- _Liste des tâches_
• a. Recopiez la notice sur le militant anonyme depuis « Il participa à » jusqu'à « vol de bijoux. » inclus, en remplaçant « Bruxelles » par « Anvers ».
• b. Traduisez en anglais la phrase suivante, tirée de la notice sur le militant anonyme : « En 1939, après la défaite, il parvint à rejoindre Bruxelles avec sa compagne et leur fille. »

Voici un exemple de « militant anonyme », que l’on ne connaît que par quelques évocations dans sa correspondance et des souvenirs de Louis Mercier et d’Edgar Morin. Il a été impossible de retrouver son « vrai » nom. Vers 1939, il reçut des papiers d’identité du véritable André Eugène Germain et vécut dès lors sous ce nom.
Il aurait déserté en 1914. Il fréquentait alors les milieux individualistes anarchistes à Paris. Il partit pour Allemagne où il fut en contact avec le mouvement spartakiste. Il y fit la connaissance de plusieurs anarchistes dont Augustin Souchy, Fritz Kater, Helmut Rüdiger. Puis il alla semble-t-il en Italie et participa au mouvement d’occupation des usines, et vécut peut-être en Belgique par la suite.
Il participa à la Révolution espagnole. En 1939, après la défaite, il parvint à rejoindre Bruxelles avec sa compagne et leur fille. Selon Louis Mercier, il finança leur voyage outre-mer grâce à un vol de bijoux.

- _Données présentées_
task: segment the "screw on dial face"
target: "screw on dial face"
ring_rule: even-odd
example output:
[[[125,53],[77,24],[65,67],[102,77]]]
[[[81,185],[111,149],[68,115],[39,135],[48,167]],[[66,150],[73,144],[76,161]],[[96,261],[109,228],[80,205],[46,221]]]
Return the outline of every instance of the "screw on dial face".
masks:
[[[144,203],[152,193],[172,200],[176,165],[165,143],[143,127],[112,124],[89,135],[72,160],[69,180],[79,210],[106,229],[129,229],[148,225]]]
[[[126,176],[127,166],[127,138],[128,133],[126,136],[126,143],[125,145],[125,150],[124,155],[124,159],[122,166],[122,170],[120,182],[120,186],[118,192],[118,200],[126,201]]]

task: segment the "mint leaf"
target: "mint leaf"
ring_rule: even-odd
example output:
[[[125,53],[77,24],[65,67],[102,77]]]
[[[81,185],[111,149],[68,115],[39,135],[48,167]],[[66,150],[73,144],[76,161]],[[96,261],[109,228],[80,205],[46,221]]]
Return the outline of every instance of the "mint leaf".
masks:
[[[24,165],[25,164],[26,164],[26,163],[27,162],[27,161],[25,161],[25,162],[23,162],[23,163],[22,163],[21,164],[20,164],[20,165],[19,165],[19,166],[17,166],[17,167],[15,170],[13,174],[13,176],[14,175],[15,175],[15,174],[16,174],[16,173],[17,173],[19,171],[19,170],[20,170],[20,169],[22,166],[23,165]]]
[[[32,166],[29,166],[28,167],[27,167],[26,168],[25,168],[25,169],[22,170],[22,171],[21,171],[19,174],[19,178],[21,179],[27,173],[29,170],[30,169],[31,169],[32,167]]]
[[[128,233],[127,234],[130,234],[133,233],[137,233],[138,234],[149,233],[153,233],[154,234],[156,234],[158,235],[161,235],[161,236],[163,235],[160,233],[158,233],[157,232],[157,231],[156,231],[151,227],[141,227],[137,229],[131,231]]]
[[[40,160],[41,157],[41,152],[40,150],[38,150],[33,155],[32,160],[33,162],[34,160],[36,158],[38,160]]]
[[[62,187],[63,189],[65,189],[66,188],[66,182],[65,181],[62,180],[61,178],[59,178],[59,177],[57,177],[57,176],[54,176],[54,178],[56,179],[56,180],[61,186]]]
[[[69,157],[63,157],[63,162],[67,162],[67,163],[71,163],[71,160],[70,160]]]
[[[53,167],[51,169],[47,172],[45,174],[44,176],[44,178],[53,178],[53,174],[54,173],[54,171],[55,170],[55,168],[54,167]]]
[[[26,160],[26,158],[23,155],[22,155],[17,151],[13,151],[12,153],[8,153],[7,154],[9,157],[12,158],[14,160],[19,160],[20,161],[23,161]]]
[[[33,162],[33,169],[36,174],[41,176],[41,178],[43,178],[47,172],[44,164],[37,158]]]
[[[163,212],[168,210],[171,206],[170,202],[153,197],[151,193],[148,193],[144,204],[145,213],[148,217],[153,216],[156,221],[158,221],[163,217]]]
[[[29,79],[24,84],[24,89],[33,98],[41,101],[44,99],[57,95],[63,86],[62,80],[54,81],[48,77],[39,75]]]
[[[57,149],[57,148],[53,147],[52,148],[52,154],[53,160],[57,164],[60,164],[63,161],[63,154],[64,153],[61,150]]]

- _Réponses aux exercices_
• a.
Il participa à la Révolution espagnole. En 1939, après la défaite, il parvint à rejoindre Anvers avec sa compagne et leur fille. Selon Louis Mercier, il finança leur voyage outre-mer grâce à un vol de bijoux.

• b. In 1939, after the defeat, he managed to reach Brussels with his partner and their daughter.